_TASKS_
A. Using the passage on Thai pro-democracy protests, decide whether each statement agrees with it. Answer yes or no for each, and quote the exact words from the passage that decide it. (i) Thanathorn Juangroongruangkit led the Future Forward Party. (ii) When the pandemic hit at the beginning of 2020, protests grew in number. (iii) Prayuth Chan-ocha was formerly the chief of the navy.
B. Translate this sentence from the passage on Thai pro-democracy protests into Spanish: "Young Thai people have a key role in shaping the future of Thai politics and seem to be pushing hard for a change."

::: PAGE EXTRACT :::

The rule of Prime Minister Prayuth Chan-ocha, the former army chief who seized power in the 2014 coup, seems to have reached its final stage. Thai pro-democracy protests are now spreading across the country and are being led by the most significant group of Thailand’s society: the youth. Young Thai people have a key role in shaping the future of Thai politics and seem to be pushing hard for a change. More specifically, they are demanding amendments to the constitution, a new election, the end to the violence towards fellow activists fighting for the rights of Thai people, and the curbing of the royal family’s powers.
The pro-democracy Future Forward Party (FFP), led by Thanathorn Juangroongruangkit, was formed to represent these rights and had already gained extensive support in 2019. However, in February, a loan made by Thanathorn to FFP was deemed illegal and the party was forcedly dissolved, escalating protests. In an attempt to stop the protests and maintaining order, the Thai government has issued an emergency decree banning gatherings of large groups. Arguably, the ongoing coronavirus pandemic has provided further justification to repress protests in the hope that negative sentiments spread among people would die down. While at the beginning of 2020, when the pandemic hit, protests did indeed decrease in numbers due to the socio-economic weakening of Thailand, protesters have recently come back stronger than ever. According to historian Thak Chaloemtiarana, this movement not only attracted university students but also younger students who feel the oppression and politicization of their education, suppressing individualism and praising the authoritarian government.

::: SOURCE INFORMATION :::

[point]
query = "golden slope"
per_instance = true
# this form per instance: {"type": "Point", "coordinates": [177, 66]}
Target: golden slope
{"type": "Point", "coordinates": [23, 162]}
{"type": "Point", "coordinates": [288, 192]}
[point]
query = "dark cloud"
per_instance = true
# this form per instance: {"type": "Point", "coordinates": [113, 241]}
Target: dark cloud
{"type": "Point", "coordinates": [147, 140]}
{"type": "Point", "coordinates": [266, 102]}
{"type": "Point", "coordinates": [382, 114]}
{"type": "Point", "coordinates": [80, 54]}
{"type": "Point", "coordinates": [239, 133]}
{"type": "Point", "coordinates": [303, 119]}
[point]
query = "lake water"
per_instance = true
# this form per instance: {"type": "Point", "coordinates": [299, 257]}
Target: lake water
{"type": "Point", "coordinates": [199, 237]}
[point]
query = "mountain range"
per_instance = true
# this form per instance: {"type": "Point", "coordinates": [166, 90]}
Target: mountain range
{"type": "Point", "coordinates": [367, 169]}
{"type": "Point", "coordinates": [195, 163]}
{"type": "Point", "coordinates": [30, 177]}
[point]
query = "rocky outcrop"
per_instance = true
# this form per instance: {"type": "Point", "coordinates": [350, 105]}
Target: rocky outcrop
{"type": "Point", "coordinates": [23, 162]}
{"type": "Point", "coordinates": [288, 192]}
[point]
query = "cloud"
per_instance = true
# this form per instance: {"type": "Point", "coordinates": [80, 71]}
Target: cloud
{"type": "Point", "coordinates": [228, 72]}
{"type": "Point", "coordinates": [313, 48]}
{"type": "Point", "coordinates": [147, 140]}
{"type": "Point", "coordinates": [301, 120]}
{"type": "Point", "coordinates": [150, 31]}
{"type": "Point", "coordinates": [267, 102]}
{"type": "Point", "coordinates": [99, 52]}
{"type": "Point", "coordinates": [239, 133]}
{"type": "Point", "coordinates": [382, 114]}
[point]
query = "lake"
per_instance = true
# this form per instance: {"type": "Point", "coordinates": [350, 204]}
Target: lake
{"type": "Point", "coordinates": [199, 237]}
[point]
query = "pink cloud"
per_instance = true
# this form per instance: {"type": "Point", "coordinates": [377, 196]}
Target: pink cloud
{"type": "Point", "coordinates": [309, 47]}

:::

_TASK-BY-TASK OUTPUTS_
A.
(i) Yes: "The pro-democracy Future Forward Party (FFP), led by Thanathorn Juangroongruangkit"
(ii) No: "protests did indeed decrease in numbers due to the socio-economic weakening of Thailand"
(iii) No: "the former army chief who seized power in the 2014 coup"

B. Los jóvenes tailandeses tienen un papel clave en la configuración del futuro de la política tailandesa y parecen estar presionando con fuerza para lograr un cambio.